#### [STATED GOAL A]
Can you repeat the rows, beginning at the first row and stopping after the line that contains "122, 142, 280, 210"? Leave the pictures out of your answer.

Discrete Optimization in Computer Vision: Theory and Practice

Project details

Type: ERC Consolidator Grant
Duration: From 1 June, 2014 to 31 May, 2019 (extension granted until November 2020)
Granted money: EUR 1 641 585
Programme acronym: DOiCV

Principal Investigator

Prof. Vladimir Kolmogorov
Tel: +43 (0)2243 9000 4801
Fax: +43 (0)2243 9000 2000

Objectives

This proposal aims at developing new inference algorithms for graphical models with discrete variables, with a focus on the MAP estimation task. MAP estimation algorithms such as graph cuts have transformed computer vision in the last decade; they are now routinely used and are also utilized in commercial systems.
Topics of this project fall into 3 categories.
Theoretically-oriented: Graph cut techniques come from combinatorial optimization. They can minimize a certain class of functions, namely submodular functions with unary and pairwise terms. Larger classes of functions can be minimized in polynomial time. A complete characterization of such classes has been established. They include k-submodular functions for an integer k.

#### [STATED GOAL B]
Could you shorten the paragraph of the project page that begins "This proposal aims at" while keeping its main facts?

Extracted rows:
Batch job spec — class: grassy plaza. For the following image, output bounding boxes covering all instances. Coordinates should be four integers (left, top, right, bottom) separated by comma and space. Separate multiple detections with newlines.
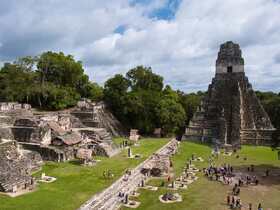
122, 142, 280, 210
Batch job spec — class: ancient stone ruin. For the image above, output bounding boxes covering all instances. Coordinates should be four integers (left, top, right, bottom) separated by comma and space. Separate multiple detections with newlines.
183, 41, 275, 147
0, 140, 43, 193
71, 99, 126, 136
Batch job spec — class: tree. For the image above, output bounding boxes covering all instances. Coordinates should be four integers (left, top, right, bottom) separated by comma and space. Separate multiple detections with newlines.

#### [TASK ANSWER A]
Batch job spec — class: grassy plaza. For the following image, output bounding boxes covering all instances. Coordinates should be four integers (left, top, right, bottom) separated by comma and space. Separate multiple detections with newlines.
122, 142, 280, 210

#### [TASK ANSWER B]
The proposal seeks to develop new inference algorithms for graphical models with discrete variables, focusing on MAP estimation. MAP estimation algorithms such as graph cuts have transformed computer vision over the last decade and are now routinely used, including in commercial systems.